Objective - Report each line among the items below that contains the word "dark", copying every such line in full.

Listing -

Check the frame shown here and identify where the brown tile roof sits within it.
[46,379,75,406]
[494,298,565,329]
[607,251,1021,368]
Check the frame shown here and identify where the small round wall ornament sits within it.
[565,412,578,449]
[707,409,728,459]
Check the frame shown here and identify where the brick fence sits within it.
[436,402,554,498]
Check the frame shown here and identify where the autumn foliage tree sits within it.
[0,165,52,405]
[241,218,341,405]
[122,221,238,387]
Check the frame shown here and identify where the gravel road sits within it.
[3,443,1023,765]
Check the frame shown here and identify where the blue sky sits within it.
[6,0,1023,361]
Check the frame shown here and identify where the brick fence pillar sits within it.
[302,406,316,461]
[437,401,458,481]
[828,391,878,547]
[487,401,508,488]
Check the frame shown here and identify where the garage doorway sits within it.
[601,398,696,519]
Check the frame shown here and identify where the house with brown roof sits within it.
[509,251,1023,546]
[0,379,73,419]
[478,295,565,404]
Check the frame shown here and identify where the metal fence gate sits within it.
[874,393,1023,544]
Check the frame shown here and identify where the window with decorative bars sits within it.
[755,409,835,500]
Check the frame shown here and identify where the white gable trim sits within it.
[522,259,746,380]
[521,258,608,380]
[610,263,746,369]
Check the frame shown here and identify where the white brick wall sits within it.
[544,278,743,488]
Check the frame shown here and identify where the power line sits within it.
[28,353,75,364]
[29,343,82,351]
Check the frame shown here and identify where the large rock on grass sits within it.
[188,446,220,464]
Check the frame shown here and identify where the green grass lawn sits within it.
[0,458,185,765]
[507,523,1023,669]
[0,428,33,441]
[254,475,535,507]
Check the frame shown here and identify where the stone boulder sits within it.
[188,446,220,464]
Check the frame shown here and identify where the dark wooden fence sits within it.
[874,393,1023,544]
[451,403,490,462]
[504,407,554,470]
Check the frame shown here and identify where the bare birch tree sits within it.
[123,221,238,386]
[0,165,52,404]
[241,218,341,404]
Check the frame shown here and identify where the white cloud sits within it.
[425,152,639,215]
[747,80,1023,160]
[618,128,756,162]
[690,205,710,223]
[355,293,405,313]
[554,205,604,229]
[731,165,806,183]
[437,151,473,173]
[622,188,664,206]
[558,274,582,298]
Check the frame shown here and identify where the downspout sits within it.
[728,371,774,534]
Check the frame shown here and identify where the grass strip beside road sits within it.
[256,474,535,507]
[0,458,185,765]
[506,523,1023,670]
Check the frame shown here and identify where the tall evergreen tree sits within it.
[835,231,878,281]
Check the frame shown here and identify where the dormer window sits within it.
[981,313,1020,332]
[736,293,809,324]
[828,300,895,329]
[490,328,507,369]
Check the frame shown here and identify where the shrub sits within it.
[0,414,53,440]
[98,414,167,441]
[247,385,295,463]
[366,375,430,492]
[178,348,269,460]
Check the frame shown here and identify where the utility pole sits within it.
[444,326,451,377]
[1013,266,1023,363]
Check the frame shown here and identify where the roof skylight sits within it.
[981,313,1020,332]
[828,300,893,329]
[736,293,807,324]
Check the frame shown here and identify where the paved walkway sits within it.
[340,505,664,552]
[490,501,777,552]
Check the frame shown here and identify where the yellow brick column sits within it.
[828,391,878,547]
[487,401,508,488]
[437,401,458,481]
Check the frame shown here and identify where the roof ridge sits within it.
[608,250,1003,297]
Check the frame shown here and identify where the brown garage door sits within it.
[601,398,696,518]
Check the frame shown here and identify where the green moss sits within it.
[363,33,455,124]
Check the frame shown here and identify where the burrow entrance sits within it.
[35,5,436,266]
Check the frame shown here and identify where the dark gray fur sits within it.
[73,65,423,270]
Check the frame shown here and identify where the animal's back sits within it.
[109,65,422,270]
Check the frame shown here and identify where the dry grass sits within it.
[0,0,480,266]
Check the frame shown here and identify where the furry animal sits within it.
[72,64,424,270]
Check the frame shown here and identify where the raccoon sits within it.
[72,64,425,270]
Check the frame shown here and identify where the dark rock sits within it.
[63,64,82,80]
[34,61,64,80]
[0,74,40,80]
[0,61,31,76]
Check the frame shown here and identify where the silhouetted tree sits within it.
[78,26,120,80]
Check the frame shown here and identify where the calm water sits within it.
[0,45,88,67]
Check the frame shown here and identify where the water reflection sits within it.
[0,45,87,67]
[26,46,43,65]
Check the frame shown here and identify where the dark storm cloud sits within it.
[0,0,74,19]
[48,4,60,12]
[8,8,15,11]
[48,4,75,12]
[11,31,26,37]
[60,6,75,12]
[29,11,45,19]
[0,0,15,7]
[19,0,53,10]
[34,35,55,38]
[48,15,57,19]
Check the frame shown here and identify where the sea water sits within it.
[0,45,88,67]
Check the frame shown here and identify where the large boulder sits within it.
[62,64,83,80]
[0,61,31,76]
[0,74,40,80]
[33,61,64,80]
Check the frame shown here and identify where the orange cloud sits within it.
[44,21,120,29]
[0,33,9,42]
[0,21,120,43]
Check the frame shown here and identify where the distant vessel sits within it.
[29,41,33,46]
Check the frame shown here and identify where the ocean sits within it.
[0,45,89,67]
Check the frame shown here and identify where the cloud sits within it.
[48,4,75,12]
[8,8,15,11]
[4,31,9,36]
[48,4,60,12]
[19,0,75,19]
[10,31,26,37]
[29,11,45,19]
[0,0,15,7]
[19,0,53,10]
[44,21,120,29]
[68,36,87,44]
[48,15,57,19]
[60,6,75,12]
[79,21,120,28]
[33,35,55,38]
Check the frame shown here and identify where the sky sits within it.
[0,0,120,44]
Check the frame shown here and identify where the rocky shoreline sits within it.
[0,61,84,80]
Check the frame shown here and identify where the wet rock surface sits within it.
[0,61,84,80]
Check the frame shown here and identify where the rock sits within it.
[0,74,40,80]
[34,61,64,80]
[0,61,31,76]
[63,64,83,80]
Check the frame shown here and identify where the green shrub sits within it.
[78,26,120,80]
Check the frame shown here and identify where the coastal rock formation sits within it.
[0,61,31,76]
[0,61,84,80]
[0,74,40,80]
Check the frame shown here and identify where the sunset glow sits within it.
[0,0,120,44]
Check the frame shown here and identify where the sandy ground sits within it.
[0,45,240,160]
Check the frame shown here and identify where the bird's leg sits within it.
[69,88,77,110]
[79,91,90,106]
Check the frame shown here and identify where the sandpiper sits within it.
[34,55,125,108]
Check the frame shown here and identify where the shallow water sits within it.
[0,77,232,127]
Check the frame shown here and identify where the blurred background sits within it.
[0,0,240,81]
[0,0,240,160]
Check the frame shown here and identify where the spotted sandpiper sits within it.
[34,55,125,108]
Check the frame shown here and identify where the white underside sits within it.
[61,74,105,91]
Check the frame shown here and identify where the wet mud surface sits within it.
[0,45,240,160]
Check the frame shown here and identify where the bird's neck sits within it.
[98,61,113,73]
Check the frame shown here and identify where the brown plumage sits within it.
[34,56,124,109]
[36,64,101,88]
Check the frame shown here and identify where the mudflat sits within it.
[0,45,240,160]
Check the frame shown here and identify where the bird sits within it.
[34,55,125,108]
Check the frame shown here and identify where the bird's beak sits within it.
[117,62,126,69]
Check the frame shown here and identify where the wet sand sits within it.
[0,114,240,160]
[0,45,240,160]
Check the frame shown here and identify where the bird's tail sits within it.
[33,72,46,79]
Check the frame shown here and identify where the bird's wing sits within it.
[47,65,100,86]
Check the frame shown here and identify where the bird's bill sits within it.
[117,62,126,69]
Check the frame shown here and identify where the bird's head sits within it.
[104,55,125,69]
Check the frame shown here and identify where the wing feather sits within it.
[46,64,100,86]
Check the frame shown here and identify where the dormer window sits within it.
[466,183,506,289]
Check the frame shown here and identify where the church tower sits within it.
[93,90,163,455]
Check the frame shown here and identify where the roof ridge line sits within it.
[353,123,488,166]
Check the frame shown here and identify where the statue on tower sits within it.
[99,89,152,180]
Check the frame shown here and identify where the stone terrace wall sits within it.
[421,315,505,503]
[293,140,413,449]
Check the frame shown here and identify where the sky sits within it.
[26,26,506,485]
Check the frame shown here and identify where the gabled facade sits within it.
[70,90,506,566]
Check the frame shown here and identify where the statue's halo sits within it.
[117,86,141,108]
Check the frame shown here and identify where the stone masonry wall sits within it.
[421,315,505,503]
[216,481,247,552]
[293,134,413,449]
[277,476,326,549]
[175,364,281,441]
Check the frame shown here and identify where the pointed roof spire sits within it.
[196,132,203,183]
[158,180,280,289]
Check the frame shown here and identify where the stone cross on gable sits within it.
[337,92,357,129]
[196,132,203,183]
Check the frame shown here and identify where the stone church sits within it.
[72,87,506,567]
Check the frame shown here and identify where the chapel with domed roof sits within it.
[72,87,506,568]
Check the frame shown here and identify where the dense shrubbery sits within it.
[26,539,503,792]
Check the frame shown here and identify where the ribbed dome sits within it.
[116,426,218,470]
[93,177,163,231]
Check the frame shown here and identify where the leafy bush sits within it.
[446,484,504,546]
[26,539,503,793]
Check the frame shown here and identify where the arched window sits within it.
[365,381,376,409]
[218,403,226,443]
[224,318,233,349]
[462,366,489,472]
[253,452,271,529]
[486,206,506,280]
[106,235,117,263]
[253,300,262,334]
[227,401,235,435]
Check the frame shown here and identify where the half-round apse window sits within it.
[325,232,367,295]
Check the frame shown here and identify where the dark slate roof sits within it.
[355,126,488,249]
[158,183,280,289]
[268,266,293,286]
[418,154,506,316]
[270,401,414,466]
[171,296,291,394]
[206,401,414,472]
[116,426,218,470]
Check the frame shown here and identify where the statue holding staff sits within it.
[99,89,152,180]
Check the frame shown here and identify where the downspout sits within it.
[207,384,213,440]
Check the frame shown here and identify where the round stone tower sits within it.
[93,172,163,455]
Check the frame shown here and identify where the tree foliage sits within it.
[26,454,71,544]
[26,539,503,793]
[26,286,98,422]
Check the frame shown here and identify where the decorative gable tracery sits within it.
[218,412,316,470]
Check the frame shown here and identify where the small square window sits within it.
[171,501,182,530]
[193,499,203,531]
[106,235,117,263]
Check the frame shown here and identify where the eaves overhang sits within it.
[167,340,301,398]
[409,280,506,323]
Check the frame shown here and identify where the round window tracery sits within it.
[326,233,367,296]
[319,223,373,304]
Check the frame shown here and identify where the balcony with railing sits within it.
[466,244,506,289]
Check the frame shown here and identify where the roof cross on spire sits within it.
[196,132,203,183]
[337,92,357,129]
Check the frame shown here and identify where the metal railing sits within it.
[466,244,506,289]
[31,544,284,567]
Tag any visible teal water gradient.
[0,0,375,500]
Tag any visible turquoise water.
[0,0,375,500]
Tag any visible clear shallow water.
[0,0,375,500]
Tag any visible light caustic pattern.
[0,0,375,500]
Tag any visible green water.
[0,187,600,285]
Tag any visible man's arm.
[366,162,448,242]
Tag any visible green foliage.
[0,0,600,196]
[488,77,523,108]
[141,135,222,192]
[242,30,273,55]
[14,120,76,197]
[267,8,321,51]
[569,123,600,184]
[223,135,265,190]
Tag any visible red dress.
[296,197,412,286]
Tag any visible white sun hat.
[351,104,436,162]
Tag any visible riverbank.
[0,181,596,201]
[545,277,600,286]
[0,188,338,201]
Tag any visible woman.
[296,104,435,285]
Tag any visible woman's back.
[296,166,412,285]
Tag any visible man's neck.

Solution below -
Check the frame shown here and identify where the dark wooden fence sits within it.
Check the frame shown here and identify where the dark gray fur sits within it.
Check the frame shown here and identify where the dark rock sits within it.
Check the frame shown here and identify where the dark storm cloud sits within it.
Check the frame shown here and identify where the dark slate roof sits within it.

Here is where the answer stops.